### Set problem
Copy every line of the material below word for word, leaving out the pictures.

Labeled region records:
/---
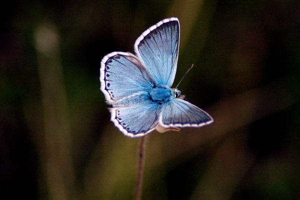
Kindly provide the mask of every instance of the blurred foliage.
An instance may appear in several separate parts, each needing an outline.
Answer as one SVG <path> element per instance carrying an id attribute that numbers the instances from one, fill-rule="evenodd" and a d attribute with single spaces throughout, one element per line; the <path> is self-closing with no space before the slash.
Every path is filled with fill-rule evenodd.
<path id="1" fill-rule="evenodd" d="M 138 139 L 110 121 L 102 58 L 177 17 L 175 84 L 213 124 L 148 138 L 143 199 L 300 196 L 300 2 L 12 1 L 0 20 L 0 194 L 133 198 Z"/>

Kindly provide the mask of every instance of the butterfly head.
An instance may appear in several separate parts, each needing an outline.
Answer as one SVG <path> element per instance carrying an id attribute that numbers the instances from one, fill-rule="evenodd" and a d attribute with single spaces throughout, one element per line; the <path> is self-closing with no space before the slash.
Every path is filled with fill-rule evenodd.
<path id="1" fill-rule="evenodd" d="M 181 96 L 181 91 L 177 88 L 172 89 L 172 94 L 174 98 L 179 98 Z"/>

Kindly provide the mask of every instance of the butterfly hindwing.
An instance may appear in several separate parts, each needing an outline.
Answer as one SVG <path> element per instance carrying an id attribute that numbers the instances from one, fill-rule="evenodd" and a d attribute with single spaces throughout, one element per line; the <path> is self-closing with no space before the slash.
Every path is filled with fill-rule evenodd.
<path id="1" fill-rule="evenodd" d="M 110 109 L 111 120 L 121 131 L 130 137 L 143 136 L 158 124 L 158 104 L 149 99 L 129 106 Z"/>
<path id="2" fill-rule="evenodd" d="M 134 45 L 138 57 L 157 84 L 173 84 L 179 45 L 179 23 L 175 18 L 160 21 L 145 31 Z"/>
<path id="3" fill-rule="evenodd" d="M 200 127 L 213 120 L 197 106 L 179 98 L 161 105 L 159 122 L 165 127 Z"/>

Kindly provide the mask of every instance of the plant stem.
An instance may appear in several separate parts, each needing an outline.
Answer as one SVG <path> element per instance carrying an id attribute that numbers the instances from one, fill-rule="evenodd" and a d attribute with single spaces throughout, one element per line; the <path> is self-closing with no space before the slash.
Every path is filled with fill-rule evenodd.
<path id="1" fill-rule="evenodd" d="M 143 183 L 143 174 L 144 173 L 144 163 L 145 163 L 145 148 L 146 147 L 146 137 L 147 135 L 142 137 L 140 143 L 138 174 L 135 190 L 135 200 L 140 200 L 141 196 L 142 196 L 142 184 Z"/>

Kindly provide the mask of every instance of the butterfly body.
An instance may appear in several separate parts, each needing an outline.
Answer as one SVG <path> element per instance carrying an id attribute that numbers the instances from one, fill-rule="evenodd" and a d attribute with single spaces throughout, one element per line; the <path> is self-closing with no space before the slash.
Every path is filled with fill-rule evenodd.
<path id="1" fill-rule="evenodd" d="M 172 18 L 145 31 L 137 40 L 136 55 L 113 52 L 103 58 L 101 90 L 110 109 L 111 120 L 130 137 L 178 127 L 200 127 L 212 118 L 179 98 L 171 88 L 177 68 L 179 23 Z"/>

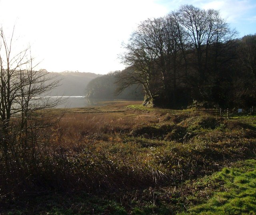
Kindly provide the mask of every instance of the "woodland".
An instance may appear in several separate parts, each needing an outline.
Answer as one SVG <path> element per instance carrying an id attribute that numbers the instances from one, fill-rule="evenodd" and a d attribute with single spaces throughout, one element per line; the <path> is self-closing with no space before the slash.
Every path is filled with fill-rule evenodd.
\---
### Response below
Kindly provide the mask of every instance of the blurred foliage.
An instance may appear in several separate parts, each needing an outline.
Answer as one SVG <path> element per instance carrying an id attribute that numbers the instances from one, fill-rule="evenodd" and a d attribute with single spaces throughout, one element per line; the <path> is self-closing with no space before the slash.
Every path is filled with fill-rule evenodd.
<path id="1" fill-rule="evenodd" d="M 138 139 L 110 121 L 102 58 L 177 17 L 175 84 L 213 124 L 148 138 L 143 199 L 300 196 L 300 2 L 12 1 L 0 20 L 0 194 L 133 198 Z"/>

Kindly provide the mask of every instance of the butterfly head.
An instance may appear in several separate parts, each needing an outline.
Answer as one SVG <path> element per instance carrying an id attribute that numbers the instances from one, fill-rule="evenodd" and a d attribute with single spaces throughout, one element per line; the <path> is self-closing with no space before the slash.
Every path is filled with fill-rule evenodd.
<path id="1" fill-rule="evenodd" d="M 181 96 L 181 91 L 177 88 L 172 89 L 172 94 L 174 98 L 179 98 Z"/>

Kindly provide the mask of every instance of the butterfly hindwing.
An instance may appear in several separate parts, each needing an outline.
Answer as one SVG <path> element per instance carrying an id attribute that numbers the instances from one, fill-rule="evenodd" and a d attribute with single spaces throughout, one element per line; the <path> is self-closing with no space before the slash.
Every path is filled with fill-rule evenodd.
<path id="1" fill-rule="evenodd" d="M 110 109 L 111 120 L 121 131 L 130 137 L 143 136 L 158 124 L 158 104 L 149 99 L 129 106 Z"/>
<path id="2" fill-rule="evenodd" d="M 134 45 L 138 57 L 157 84 L 173 84 L 179 45 L 179 23 L 175 18 L 160 21 L 145 31 Z"/>
<path id="3" fill-rule="evenodd" d="M 200 127 L 213 120 L 197 106 L 179 98 L 161 105 L 159 122 L 165 127 Z"/>

Kindly provide the mask of every instance of the plant stem.
An instance may appear in several separate parts, each needing an outline.
Answer as one SVG <path> element per instance carrying an id attribute that numbers the instances from one, fill-rule="evenodd" and a d attribute with single spaces throughout, one element per line; the <path> is self-closing with no space before the slash.
Every path is filled with fill-rule evenodd.
<path id="1" fill-rule="evenodd" d="M 143 183 L 143 174 L 144 173 L 144 163 L 145 163 L 145 148 L 146 147 L 146 137 L 147 135 L 142 137 L 140 143 L 138 174 L 135 190 L 135 200 L 140 200 L 141 196 L 142 196 L 142 184 Z"/>

Kindly provide the mask of every instance of the butterfly body.
An instance may appear in several separate parts, each needing an outline.
Answer as one SVG <path> element per instance carrying an id attribute that numbers the instances from one, fill-rule="evenodd" and a d attribute with single spaces throughout, one element per line; the <path> is self-closing with no space before the slash.
Every path is filled with fill-rule evenodd.
<path id="1" fill-rule="evenodd" d="M 172 18 L 145 31 L 137 40 L 136 55 L 113 52 L 103 58 L 101 90 L 110 109 L 111 120 L 130 137 L 178 127 L 200 127 L 212 118 L 179 98 L 171 88 L 177 68 L 179 23 Z"/>

Kindly provide the mask of every instance of the "woodland".
An instance may appear in several separate parts, each needing an outline.
Answer as one SVG <path> element per instance carrying an id attribute that numbers the instances from one, fill-rule="evenodd" and a d attribute with single spaces throughout, one element per line; the <path> is self-closing with no space before the slash.
Every path is filled with fill-rule evenodd.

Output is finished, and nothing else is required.